§ EXERCISE GOAL
Rewrite the rows below as a numbered list, starting with the line containing "main landing gear wheel" and ending with the line containing "pixel 1027 642". Include both of those lines, include nothing outside that span, and skip any blank lines.

§ ENTRIES SHOWN
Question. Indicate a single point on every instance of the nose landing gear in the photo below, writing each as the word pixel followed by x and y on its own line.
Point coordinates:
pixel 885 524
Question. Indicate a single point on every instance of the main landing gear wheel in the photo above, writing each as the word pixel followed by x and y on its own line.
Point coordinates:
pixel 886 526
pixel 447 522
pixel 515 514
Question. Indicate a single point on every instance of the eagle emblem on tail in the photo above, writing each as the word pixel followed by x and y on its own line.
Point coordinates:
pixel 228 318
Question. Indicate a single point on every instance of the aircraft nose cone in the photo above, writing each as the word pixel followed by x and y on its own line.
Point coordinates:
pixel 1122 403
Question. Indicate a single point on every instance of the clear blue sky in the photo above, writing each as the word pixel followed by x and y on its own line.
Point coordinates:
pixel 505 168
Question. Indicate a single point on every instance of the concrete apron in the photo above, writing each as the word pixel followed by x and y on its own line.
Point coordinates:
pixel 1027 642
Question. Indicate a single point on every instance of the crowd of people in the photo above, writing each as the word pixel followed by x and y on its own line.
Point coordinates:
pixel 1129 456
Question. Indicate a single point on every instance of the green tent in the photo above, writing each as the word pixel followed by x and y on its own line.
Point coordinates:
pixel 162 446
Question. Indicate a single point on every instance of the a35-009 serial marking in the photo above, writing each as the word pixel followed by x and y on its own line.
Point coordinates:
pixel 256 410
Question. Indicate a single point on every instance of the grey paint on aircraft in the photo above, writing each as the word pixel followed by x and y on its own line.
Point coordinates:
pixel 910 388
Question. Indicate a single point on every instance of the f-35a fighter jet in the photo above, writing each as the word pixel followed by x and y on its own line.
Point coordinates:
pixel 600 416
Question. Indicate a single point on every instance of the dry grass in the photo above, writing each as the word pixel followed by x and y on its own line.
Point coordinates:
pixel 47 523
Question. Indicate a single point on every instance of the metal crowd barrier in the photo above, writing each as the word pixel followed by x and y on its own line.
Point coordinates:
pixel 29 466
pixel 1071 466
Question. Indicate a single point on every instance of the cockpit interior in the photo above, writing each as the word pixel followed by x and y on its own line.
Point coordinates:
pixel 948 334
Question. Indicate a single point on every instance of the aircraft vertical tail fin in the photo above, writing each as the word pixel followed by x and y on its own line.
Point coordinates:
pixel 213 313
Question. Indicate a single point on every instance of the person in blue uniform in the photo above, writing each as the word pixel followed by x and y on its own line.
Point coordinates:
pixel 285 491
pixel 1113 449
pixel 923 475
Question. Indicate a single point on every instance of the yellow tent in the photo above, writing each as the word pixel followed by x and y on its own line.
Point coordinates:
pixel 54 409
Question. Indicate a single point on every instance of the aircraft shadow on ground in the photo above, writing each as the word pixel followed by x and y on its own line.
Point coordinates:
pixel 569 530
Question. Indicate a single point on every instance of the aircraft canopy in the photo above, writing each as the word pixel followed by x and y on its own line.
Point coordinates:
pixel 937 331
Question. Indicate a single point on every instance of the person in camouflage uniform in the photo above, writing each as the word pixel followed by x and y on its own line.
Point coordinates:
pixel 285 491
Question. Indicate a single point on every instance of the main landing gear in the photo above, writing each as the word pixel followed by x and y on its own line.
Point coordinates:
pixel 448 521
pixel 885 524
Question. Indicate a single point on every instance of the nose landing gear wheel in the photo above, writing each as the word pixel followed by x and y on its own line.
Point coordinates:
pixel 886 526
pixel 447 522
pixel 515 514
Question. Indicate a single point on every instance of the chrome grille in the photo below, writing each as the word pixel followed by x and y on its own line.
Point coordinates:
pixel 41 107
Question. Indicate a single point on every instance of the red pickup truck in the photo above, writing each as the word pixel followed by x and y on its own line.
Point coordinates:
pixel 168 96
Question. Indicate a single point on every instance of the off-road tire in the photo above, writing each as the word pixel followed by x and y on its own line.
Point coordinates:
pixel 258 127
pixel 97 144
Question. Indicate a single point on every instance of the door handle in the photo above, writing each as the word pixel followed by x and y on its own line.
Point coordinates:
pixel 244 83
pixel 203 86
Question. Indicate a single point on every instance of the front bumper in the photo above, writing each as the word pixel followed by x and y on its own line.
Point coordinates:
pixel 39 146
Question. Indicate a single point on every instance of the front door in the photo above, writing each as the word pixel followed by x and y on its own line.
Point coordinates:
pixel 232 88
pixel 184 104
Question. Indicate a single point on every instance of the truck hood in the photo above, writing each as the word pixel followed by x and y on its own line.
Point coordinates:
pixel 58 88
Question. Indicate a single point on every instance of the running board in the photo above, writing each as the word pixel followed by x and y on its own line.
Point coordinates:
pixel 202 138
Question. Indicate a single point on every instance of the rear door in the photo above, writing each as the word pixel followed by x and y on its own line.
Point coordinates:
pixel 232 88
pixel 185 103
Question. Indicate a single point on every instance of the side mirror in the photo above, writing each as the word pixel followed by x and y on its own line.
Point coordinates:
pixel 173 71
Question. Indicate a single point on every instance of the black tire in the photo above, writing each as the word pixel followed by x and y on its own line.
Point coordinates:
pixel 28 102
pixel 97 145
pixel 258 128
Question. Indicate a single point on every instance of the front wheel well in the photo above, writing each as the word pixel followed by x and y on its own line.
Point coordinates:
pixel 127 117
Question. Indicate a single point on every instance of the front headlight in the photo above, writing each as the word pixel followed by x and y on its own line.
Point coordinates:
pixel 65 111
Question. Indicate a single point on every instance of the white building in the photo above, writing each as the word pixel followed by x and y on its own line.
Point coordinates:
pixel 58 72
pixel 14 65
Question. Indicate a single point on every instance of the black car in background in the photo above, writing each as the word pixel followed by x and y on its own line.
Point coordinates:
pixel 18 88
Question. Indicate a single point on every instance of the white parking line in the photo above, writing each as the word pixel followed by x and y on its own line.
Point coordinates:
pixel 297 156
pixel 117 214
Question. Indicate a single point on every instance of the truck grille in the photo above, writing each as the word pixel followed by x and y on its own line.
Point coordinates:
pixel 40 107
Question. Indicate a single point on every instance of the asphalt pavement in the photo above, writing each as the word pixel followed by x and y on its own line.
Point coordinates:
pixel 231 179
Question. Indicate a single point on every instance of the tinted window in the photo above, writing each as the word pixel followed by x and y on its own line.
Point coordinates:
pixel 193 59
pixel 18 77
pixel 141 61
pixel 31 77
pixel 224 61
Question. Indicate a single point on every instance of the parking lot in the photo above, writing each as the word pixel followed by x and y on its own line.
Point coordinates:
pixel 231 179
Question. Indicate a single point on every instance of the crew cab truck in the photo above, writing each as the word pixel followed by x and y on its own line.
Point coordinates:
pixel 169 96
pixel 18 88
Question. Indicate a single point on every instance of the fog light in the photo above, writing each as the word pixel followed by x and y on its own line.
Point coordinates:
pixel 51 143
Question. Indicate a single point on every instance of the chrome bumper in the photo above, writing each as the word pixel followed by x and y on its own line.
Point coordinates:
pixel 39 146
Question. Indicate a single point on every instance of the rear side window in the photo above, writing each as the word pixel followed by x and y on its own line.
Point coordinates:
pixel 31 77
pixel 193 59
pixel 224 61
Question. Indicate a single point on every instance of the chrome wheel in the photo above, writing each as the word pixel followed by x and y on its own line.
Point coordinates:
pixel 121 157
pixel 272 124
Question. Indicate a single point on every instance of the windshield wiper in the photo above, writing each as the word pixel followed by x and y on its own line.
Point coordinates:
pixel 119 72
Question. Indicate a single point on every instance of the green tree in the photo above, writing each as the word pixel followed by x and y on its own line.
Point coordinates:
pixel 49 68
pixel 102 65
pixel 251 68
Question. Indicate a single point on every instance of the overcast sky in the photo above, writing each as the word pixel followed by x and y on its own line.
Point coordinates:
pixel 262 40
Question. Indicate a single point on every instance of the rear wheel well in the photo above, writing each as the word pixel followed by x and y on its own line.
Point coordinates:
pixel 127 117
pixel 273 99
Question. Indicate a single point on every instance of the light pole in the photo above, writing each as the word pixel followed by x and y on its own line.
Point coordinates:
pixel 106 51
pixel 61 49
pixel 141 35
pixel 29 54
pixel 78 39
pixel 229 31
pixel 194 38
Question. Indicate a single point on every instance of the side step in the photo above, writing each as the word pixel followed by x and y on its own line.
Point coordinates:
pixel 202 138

§ SOLUTION TO THE EXERCISE
1. Question. Indicate a single point on every instance of the main landing gear wheel in the photo above, writing each as the word pixel followed by x and y on its own line.
2. Point coordinates:
3. pixel 886 526
4. pixel 447 522
5. pixel 515 514
6. Question. Indicate a single point on every instance of the eagle emblem on tail in the photo above, writing each as the word pixel followed by x and y on its own line.
7. Point coordinates:
8. pixel 228 318
9. Question. Indicate a single point on every instance of the aircraft nose cone in the photo above, writing each as the word pixel followed by x and y on its own line.
10. Point coordinates:
11. pixel 1122 403
12. Question. Indicate a single point on every instance of the clear blue sky in the photo above, writing each as the word pixel followed by x and y on its own line.
13. Point coordinates:
14. pixel 505 168
15. Question. Indicate a single point on every instance of the concrete apron in the photo above, writing each as the word pixel followed by x and y on its own line.
16. Point coordinates:
17. pixel 1027 642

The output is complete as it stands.